§ Text shown:
The poems of Jonathan Douglas play a small but important role in The Vanishing Age of Sail.
Jonathan was a peer of Kelsick Wood in 1830s Maryport and his verse helped me build a contemporary picture of life in the town. As the gentleman governor of the local workhouse, Jonathan was exposed to the lives of Maryport’s wealthiest and poorest residents, and as a poet he looked for the human connection between them all. The volume of his collected poems was published in 1836, while Kelsick’s shipwrights were working on the Campbell and the Bella Portena.
I tend to glaze over when faced with any passage of poetry (I do the same with the weather forecast), but as I became more immersed in life in Kelsick’s community, Jonathan’s words gradually came to life. He takes early morning walks on the hill behind the shipyard and watches the natural world awaken. He observes emigrants for America gathered anxiously on the town’s quay. Sea birds move among the frothy waves on the Solway Firth shoreline. Fishermen are lost to the Irish Sea. Maryport’s families laugh, love and grieve.

§ Things to do:
**a.** In the passage on Jonathan Douglas's poems, why did he come into contact with both Maryport's wealthiest and poorest residents? Answer in one to three sentences.
**b.** According to the passage on Jonathan Douglas's poems, in what year was the volume of his collected poems published?
**c.** Extend the passage on Jonathan Douglas's poems, starting after its last sentence.

§ Raw records:
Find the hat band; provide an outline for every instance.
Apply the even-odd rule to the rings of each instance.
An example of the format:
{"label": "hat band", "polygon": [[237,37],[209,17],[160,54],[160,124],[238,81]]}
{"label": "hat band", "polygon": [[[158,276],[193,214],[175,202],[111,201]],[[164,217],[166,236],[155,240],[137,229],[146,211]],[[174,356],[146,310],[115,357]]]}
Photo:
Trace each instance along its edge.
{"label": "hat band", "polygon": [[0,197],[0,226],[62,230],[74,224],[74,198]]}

§ Per-task outputs:
**a.** He was the gentleman governor of the local workhouse, and that role exposed him to the lives of the town's richest and poorest people.

**b.** 1836

**c.**
Jonathan Douglas was in declining health when he wrote his poetry. With the inevitability of his own death approaching, he had a fondness for eulogies and wrote several, including one marking the violent death of Kelsick’s son, Wilton. Occasionally (and rather unfairly) his eulogies remind me of Cacofonix, the lyre-playing bard in the Asterix books, tied down or silenced at a village feast as he began another heroic song. On flicking ahead to page 163 of his collection, the Wood family would have discovered this little gem, two hundred years before Monty Python’s dead parrot sketch:
ON THE DEATH OF A CANARY BIRD (extract)
Pretty bird with golden wing,
Never more we’ll hear thee sing,
Nor listen to the swelling note,
Warbling from thy mellow throat;
So lowly sweet – so loudly shrill,
And yet methinks I hear thee still.
References to Jonathan’s poems have been sparse over the last two hundred years, but he has not been entirely overlooked. He appears in A Literary Guide to the Lake District, where Grevel Lindop writes that ‘Douglas was no Wordsworth, but his Miscellaneous Poems (1836), mostly about Maryport, have a freshness, disarming honesty and lively observation of life…’ Mixed praise, but praise nonetheless.
Jonathan died in 1838 at the age of fifty, less than two years after the publication of his Miscellaneous Poems. His dutiful son Jonathan Percy was now called upon to write a eulogy for his late father.
Notes
- Miscellaneous Poems advert, Carlisle Journal, 6 August 1836. Reproduced with thanks to the British Newspaper Archive.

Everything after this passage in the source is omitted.